WHAT IS NEEDED
Copy out the records so that each line matches the original.

Dataset entries:
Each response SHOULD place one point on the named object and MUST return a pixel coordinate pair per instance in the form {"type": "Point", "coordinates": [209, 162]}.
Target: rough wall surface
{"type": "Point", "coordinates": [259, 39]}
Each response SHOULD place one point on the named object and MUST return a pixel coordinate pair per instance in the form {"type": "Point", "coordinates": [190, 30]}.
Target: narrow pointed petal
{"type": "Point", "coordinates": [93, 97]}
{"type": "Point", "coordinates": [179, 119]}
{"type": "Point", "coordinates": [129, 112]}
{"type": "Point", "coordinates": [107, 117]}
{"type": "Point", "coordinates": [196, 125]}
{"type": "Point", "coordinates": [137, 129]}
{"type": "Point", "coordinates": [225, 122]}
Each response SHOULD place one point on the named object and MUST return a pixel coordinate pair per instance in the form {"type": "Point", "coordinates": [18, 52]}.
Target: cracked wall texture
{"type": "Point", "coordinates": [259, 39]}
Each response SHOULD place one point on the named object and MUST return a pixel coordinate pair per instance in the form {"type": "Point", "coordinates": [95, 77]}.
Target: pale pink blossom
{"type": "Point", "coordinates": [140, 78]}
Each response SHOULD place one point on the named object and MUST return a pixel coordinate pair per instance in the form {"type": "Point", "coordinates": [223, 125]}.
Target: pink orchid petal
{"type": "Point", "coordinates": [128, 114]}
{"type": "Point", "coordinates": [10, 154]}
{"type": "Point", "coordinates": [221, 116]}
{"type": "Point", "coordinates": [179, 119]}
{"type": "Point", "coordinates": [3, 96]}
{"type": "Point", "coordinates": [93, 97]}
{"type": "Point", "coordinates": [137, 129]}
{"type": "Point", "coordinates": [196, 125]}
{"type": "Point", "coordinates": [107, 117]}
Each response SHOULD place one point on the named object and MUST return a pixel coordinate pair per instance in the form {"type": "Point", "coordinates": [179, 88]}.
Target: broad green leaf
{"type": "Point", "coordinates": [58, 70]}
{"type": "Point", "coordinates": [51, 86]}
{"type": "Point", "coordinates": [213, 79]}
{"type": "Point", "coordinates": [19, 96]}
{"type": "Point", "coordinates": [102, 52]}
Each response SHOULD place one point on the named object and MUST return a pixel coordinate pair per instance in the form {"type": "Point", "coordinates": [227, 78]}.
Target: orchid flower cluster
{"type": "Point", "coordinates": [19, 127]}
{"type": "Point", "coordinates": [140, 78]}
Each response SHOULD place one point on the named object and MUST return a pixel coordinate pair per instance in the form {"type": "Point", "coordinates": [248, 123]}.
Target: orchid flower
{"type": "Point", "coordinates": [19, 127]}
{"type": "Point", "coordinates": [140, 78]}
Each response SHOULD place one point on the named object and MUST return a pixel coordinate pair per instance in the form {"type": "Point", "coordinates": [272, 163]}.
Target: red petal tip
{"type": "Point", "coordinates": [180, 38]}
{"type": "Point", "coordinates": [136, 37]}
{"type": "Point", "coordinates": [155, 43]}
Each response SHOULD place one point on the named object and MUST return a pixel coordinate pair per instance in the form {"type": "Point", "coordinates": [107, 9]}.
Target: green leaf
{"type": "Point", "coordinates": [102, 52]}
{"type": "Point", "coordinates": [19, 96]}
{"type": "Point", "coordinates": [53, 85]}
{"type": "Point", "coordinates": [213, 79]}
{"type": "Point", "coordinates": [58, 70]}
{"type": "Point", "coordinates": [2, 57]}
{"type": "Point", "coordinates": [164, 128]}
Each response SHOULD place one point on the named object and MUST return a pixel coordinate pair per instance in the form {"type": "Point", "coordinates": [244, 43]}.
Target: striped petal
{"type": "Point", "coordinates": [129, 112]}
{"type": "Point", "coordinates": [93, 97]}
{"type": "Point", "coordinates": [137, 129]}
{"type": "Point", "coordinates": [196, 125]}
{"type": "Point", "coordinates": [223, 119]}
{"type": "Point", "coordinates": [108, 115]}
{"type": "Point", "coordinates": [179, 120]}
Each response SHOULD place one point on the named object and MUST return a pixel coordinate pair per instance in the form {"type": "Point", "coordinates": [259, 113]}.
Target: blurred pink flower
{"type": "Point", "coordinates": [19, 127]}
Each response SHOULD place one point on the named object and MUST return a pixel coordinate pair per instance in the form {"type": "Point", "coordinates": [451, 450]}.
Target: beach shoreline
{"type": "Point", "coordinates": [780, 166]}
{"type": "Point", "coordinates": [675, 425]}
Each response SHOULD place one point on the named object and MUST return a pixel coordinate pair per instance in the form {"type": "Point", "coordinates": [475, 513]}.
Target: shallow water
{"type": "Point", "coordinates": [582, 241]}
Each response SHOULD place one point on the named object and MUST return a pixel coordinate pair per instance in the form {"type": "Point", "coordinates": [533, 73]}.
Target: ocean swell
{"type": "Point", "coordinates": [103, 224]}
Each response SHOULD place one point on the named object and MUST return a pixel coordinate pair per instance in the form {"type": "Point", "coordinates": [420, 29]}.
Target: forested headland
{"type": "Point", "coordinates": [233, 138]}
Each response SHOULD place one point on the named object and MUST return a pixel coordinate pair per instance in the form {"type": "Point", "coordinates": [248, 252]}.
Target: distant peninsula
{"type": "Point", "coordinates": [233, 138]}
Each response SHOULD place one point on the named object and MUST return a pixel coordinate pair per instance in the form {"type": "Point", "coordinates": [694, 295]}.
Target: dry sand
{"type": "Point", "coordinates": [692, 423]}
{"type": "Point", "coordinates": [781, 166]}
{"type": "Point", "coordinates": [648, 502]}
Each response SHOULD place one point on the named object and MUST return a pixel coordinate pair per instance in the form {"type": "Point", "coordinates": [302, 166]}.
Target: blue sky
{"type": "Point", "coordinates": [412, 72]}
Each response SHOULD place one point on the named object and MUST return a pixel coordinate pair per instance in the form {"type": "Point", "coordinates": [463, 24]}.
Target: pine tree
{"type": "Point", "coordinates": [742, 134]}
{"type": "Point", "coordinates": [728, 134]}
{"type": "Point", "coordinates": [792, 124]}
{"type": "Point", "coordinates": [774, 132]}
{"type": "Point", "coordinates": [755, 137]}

TASK ANSWER
Each response SHOULD place one point on the named object and MUST return a pixel coordinate pair per instance in the form {"type": "Point", "coordinates": [209, 162]}.
Target: rough wall surface
{"type": "Point", "coordinates": [259, 39]}
Each response SHOULD place one point on the named object and MUST return a pixel coordinate pair per instance in the form {"type": "Point", "coordinates": [190, 30]}.
Target: narrow pointed petal
{"type": "Point", "coordinates": [93, 97]}
{"type": "Point", "coordinates": [179, 119]}
{"type": "Point", "coordinates": [129, 112]}
{"type": "Point", "coordinates": [107, 117]}
{"type": "Point", "coordinates": [196, 125]}
{"type": "Point", "coordinates": [137, 129]}
{"type": "Point", "coordinates": [225, 122]}
Each response SHOULD place one point on the named object and MUST return a pixel coordinate pair per instance in the form {"type": "Point", "coordinates": [18, 52]}.
Target: cracked wall texture
{"type": "Point", "coordinates": [259, 39]}
Each response SHOULD place one point on the named object and MUST return a pixel coordinate pair per instance in the form {"type": "Point", "coordinates": [95, 77]}.
Target: pale pink blossom
{"type": "Point", "coordinates": [140, 78]}
Each response SHOULD place one point on the named object and MUST return a pixel coordinate pair per instance in the form {"type": "Point", "coordinates": [223, 125]}.
Target: pink orchid petal
{"type": "Point", "coordinates": [128, 114]}
{"type": "Point", "coordinates": [10, 154]}
{"type": "Point", "coordinates": [221, 116]}
{"type": "Point", "coordinates": [179, 119]}
{"type": "Point", "coordinates": [3, 96]}
{"type": "Point", "coordinates": [93, 97]}
{"type": "Point", "coordinates": [137, 129]}
{"type": "Point", "coordinates": [196, 125]}
{"type": "Point", "coordinates": [107, 117]}
Each response SHOULD place one point on the named object and MUST return a pixel coordinate pair per instance in the form {"type": "Point", "coordinates": [179, 88]}.
Target: broad green leaf
{"type": "Point", "coordinates": [58, 70]}
{"type": "Point", "coordinates": [51, 86]}
{"type": "Point", "coordinates": [213, 79]}
{"type": "Point", "coordinates": [19, 96]}
{"type": "Point", "coordinates": [102, 52]}
Each response SHOULD place one point on the named object and MUST return a pixel coordinate pair per instance in the form {"type": "Point", "coordinates": [227, 78]}.
Target: orchid flower cluster
{"type": "Point", "coordinates": [19, 127]}
{"type": "Point", "coordinates": [140, 78]}
Each response SHOULD place one point on the named object and MUST return a pixel coordinate pair per instance in the form {"type": "Point", "coordinates": [248, 123]}.
Target: orchid flower
{"type": "Point", "coordinates": [19, 127]}
{"type": "Point", "coordinates": [140, 78]}
Each response SHOULD place one point on the named object and MUST return a pixel coordinate pair per instance in the form {"type": "Point", "coordinates": [272, 163]}.
Target: red petal tip
{"type": "Point", "coordinates": [180, 38]}
{"type": "Point", "coordinates": [136, 37]}
{"type": "Point", "coordinates": [155, 43]}
Each response SHOULD place one point on the named object and MUST return a pixel coordinate pair per instance in the form {"type": "Point", "coordinates": [107, 9]}.
Target: green leaf
{"type": "Point", "coordinates": [102, 52]}
{"type": "Point", "coordinates": [19, 96]}
{"type": "Point", "coordinates": [53, 85]}
{"type": "Point", "coordinates": [213, 79]}
{"type": "Point", "coordinates": [58, 70]}
{"type": "Point", "coordinates": [2, 57]}
{"type": "Point", "coordinates": [164, 128]}
Each response SHOULD place one point on the named object and MUST return a pixel coordinate pair per instance in the form {"type": "Point", "coordinates": [244, 43]}.
Target: striped petal
{"type": "Point", "coordinates": [129, 112]}
{"type": "Point", "coordinates": [93, 97]}
{"type": "Point", "coordinates": [137, 129]}
{"type": "Point", "coordinates": [196, 125]}
{"type": "Point", "coordinates": [223, 119]}
{"type": "Point", "coordinates": [108, 115]}
{"type": "Point", "coordinates": [179, 120]}
Each response SHOULD place one point on the named object and MUST return a pixel coordinate pair per instance in the form {"type": "Point", "coordinates": [259, 113]}.
Target: blurred pink flower
{"type": "Point", "coordinates": [19, 127]}
Each response SHOULD place one point on the named object and MUST return a pixel coordinate pair per instance in the form {"type": "Point", "coordinates": [451, 450]}.
Target: beach shoreline
{"type": "Point", "coordinates": [780, 166]}
{"type": "Point", "coordinates": [675, 425]}
Each response SHOULD place one point on the named object and MUST return a pixel coordinate pair per instance in the form {"type": "Point", "coordinates": [475, 513]}.
Target: shallow water
{"type": "Point", "coordinates": [582, 241]}
Each response SHOULD place one point on the named object and MUST return a pixel coordinate pair per instance in the form {"type": "Point", "coordinates": [533, 73]}.
Target: ocean swell
{"type": "Point", "coordinates": [103, 224]}
Each response SHOULD place one point on the named object and MUST return a pixel coordinate pair per instance in the form {"type": "Point", "coordinates": [420, 29]}.
Target: forested headland
{"type": "Point", "coordinates": [233, 138]}
Each response SHOULD place one point on the named object and MUST return a pixel coordinate pair per instance in the form {"type": "Point", "coordinates": [248, 252]}.
Target: distant peninsula
{"type": "Point", "coordinates": [233, 138]}
Each response SHOULD place one point on the named object and MUST return a pixel coordinate pair per instance in the form {"type": "Point", "coordinates": [694, 295]}.
Target: dry sand
{"type": "Point", "coordinates": [692, 423]}
{"type": "Point", "coordinates": [781, 166]}
{"type": "Point", "coordinates": [648, 502]}
Each response SHOULD place one point on the named object and MUST return a pixel coordinate pair per instance in the form {"type": "Point", "coordinates": [302, 166]}.
Target: blue sky
{"type": "Point", "coordinates": [412, 72]}
Each response SHOULD place one point on the named object and MUST return a pixel coordinate pair per instance in the form {"type": "Point", "coordinates": [463, 24]}.
Target: pine tree
{"type": "Point", "coordinates": [742, 134]}
{"type": "Point", "coordinates": [728, 134]}
{"type": "Point", "coordinates": [792, 124]}
{"type": "Point", "coordinates": [774, 132]}
{"type": "Point", "coordinates": [755, 137]}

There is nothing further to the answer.